▸ What this task involves: Convert the lines into a numbered list, omitting blank lines. Begin at the line containing "Where can you find the ammunition" and stop after the line containing "pixel 1043 637", including both of those lines and nothing else from the listing.

Point annotation records
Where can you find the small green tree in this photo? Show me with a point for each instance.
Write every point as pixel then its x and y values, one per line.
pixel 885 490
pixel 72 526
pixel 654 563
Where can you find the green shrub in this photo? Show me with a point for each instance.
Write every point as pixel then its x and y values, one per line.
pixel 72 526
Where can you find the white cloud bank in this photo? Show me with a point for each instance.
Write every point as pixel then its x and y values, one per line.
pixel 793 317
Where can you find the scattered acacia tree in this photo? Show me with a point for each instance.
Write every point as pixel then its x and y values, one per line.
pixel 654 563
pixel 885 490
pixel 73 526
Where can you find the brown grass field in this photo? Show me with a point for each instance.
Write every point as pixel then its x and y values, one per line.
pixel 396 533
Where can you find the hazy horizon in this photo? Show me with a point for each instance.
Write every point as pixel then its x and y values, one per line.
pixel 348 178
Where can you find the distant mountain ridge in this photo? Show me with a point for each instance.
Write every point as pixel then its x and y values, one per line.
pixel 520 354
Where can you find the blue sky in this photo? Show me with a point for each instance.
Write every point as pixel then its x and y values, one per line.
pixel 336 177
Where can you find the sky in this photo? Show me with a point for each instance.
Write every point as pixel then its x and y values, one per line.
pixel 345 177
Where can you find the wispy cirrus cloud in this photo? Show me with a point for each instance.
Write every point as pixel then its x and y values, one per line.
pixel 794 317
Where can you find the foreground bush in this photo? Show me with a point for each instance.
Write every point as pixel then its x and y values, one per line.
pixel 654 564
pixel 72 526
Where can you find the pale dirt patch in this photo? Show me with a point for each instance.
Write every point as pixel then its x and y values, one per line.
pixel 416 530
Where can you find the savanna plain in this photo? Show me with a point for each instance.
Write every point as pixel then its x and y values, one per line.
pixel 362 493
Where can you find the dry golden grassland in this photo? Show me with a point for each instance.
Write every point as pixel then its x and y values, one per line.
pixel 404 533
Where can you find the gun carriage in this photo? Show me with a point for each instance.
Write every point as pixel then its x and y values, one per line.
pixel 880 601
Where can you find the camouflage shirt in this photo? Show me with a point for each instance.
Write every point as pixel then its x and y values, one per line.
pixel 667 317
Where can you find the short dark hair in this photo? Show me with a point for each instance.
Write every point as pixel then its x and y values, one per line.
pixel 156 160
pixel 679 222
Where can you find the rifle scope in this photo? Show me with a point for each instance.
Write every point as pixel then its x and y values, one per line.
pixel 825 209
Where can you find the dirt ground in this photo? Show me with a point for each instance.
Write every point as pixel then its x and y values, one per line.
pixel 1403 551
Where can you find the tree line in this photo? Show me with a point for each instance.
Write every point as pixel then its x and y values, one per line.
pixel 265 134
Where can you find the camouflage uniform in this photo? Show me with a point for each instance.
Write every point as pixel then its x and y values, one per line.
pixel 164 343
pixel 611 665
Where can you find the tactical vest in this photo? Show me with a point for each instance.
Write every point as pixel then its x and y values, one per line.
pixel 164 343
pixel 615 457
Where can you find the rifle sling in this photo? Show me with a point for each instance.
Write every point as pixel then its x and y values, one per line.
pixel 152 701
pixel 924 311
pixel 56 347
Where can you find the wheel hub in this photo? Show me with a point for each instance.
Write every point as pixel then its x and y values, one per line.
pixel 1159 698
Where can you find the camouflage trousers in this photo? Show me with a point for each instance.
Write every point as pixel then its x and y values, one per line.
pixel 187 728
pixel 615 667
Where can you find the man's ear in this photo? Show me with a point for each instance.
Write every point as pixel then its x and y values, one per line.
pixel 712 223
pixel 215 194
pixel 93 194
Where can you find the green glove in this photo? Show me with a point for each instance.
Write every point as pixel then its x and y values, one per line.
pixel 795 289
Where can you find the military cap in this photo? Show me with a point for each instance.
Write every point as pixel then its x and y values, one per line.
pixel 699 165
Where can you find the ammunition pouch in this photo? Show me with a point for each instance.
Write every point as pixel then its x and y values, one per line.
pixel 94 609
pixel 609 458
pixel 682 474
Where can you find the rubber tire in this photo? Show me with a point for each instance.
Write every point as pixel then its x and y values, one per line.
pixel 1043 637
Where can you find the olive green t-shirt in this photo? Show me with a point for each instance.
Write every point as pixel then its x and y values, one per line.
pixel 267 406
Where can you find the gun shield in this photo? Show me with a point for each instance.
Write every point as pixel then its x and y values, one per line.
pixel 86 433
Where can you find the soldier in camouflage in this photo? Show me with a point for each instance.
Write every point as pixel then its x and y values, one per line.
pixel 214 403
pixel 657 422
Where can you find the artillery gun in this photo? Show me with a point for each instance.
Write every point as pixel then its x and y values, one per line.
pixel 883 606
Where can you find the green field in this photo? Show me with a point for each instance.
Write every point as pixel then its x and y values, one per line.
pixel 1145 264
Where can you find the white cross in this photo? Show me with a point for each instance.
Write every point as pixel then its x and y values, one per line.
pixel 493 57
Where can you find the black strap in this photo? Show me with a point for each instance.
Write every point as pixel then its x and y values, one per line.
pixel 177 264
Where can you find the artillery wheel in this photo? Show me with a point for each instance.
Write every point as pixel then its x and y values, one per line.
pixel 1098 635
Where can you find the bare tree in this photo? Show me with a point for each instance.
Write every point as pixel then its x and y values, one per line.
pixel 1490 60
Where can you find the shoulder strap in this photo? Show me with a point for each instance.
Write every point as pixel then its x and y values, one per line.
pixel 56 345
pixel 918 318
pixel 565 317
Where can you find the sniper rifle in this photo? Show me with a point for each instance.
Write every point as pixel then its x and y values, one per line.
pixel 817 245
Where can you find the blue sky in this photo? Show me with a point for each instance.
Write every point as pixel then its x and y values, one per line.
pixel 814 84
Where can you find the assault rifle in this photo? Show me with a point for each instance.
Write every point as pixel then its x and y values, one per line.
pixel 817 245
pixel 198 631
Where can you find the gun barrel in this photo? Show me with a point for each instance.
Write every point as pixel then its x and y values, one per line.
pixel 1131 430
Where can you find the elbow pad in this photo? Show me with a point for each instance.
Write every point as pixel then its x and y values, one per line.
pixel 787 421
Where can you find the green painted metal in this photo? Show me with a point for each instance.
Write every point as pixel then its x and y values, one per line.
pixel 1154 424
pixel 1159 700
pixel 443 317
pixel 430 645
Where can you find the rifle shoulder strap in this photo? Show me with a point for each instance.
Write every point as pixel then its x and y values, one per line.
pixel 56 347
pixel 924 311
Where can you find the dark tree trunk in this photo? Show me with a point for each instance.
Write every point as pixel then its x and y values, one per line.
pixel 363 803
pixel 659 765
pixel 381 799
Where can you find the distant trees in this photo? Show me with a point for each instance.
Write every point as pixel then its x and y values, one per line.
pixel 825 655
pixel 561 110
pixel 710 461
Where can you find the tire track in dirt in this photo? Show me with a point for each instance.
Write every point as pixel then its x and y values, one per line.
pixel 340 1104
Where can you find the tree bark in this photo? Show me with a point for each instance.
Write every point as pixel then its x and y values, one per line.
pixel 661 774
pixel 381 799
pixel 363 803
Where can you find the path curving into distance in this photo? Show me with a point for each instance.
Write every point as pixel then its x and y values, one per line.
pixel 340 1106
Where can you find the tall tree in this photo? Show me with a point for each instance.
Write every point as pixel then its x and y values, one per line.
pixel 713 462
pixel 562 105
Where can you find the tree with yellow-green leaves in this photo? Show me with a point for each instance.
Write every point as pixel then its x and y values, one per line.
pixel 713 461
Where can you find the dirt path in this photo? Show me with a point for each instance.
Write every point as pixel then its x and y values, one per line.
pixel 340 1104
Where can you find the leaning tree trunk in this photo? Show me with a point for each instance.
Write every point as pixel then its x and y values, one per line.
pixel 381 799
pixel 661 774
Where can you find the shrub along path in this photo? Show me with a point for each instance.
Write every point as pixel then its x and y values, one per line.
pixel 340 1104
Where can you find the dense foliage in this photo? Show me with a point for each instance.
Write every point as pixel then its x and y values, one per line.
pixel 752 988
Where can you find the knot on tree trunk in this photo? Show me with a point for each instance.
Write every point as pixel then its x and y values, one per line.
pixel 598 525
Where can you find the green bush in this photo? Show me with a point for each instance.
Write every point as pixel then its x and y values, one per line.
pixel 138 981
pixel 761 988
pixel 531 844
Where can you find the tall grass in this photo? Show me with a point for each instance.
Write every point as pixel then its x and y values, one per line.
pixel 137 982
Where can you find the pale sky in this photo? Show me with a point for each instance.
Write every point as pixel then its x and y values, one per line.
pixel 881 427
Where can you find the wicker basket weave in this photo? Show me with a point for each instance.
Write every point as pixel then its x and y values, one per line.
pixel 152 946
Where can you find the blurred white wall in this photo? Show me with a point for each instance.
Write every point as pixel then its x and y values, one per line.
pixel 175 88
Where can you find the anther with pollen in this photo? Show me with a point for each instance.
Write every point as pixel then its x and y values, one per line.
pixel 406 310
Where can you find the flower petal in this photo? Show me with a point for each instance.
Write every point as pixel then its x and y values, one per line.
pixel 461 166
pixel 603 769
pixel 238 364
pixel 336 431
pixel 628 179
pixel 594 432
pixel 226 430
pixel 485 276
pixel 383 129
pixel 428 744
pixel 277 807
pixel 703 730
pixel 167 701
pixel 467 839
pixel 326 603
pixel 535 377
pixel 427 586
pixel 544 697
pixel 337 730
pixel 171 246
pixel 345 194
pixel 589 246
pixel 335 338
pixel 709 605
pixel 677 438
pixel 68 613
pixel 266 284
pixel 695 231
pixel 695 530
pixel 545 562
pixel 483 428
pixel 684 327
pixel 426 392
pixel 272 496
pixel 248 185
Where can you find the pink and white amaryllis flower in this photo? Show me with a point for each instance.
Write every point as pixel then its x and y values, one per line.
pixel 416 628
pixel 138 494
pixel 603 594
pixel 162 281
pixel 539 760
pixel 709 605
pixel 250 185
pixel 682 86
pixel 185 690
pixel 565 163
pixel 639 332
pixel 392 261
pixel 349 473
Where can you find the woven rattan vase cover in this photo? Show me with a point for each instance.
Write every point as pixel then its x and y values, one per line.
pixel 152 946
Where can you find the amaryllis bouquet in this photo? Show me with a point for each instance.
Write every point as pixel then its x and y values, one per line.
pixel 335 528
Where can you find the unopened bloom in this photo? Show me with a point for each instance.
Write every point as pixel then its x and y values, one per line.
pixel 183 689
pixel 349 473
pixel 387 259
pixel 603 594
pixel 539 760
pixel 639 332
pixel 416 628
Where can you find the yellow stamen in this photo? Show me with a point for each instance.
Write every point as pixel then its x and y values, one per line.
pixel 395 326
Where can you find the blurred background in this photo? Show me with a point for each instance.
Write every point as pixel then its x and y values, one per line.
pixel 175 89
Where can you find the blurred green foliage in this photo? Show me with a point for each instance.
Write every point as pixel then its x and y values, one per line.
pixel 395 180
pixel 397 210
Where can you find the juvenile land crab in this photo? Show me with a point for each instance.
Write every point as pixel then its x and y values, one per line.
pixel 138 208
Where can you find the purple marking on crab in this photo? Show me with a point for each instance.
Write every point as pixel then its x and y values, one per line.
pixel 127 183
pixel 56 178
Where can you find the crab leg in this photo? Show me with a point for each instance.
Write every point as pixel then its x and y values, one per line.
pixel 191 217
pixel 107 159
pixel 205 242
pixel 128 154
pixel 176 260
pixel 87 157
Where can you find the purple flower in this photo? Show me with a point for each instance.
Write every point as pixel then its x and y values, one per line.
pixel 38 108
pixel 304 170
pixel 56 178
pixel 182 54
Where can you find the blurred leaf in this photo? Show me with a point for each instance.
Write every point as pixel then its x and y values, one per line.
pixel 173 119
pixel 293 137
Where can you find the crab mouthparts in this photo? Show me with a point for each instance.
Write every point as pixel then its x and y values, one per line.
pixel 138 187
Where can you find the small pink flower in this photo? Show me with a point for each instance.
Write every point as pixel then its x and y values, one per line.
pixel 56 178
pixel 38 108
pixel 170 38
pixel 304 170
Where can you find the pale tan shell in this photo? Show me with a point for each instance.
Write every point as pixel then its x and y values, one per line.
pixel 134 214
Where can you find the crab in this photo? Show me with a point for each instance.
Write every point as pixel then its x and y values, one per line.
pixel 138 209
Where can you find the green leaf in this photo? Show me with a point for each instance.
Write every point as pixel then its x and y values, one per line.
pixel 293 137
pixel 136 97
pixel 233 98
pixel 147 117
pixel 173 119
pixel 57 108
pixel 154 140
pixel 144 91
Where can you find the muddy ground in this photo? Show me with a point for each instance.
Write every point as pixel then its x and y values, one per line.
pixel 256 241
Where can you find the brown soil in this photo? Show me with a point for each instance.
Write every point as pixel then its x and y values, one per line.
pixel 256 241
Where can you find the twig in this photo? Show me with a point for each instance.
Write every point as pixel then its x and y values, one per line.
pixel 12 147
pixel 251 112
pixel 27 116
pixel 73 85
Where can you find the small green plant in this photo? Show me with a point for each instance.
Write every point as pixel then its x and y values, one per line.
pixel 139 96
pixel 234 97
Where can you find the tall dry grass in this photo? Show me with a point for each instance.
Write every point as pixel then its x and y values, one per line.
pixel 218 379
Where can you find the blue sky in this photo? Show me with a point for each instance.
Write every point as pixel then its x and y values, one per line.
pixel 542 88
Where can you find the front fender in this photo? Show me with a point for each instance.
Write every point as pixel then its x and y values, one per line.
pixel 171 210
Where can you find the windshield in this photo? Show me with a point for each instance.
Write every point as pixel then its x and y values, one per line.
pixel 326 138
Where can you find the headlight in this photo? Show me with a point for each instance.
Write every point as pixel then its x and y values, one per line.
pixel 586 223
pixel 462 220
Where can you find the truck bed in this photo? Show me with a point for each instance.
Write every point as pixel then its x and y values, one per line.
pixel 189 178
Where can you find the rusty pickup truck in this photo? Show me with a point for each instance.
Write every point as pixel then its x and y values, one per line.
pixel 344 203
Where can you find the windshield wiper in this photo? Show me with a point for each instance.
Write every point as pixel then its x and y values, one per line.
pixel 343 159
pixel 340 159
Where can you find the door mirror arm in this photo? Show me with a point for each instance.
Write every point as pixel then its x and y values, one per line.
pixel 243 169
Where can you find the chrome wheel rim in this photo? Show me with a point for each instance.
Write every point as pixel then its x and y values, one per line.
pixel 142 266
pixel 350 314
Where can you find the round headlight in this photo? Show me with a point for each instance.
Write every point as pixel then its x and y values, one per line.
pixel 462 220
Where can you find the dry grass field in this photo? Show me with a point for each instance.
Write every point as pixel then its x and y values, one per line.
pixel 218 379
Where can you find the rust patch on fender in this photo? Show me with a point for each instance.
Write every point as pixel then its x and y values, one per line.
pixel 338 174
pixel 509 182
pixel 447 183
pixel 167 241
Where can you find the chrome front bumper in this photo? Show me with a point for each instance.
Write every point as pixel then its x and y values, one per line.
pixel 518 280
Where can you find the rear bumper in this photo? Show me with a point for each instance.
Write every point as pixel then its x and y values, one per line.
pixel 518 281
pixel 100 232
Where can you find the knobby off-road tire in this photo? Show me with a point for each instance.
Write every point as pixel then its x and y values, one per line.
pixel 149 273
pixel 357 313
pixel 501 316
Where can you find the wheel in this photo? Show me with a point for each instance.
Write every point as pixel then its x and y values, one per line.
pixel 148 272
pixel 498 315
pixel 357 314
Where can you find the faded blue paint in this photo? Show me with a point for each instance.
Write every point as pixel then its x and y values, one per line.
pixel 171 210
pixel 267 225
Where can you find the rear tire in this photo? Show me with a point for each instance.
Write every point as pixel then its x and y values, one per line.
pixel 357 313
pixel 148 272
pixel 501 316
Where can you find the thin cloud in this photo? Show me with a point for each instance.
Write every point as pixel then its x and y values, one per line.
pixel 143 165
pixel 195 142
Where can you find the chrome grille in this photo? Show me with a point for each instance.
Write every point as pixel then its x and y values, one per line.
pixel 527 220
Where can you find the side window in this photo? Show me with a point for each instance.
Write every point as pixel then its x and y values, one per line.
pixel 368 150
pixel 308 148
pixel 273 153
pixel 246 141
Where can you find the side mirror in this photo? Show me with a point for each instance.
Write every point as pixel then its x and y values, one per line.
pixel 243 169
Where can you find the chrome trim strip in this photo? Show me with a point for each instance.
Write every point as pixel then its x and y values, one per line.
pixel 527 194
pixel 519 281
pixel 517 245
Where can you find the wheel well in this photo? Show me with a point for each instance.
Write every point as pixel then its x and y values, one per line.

▸ In response:
1. Where can you find the ammunition pouch in this photo? Show me with a point for each instance.
2. Write every point as pixel then its x and y values, one per line.
3. pixel 94 609
4. pixel 609 458
5. pixel 682 474
6. Where can you find the rubber tire in this photo? Show me with a point for each instance.
7. Write every point as pixel then its x and y values, one per line.
8. pixel 1043 637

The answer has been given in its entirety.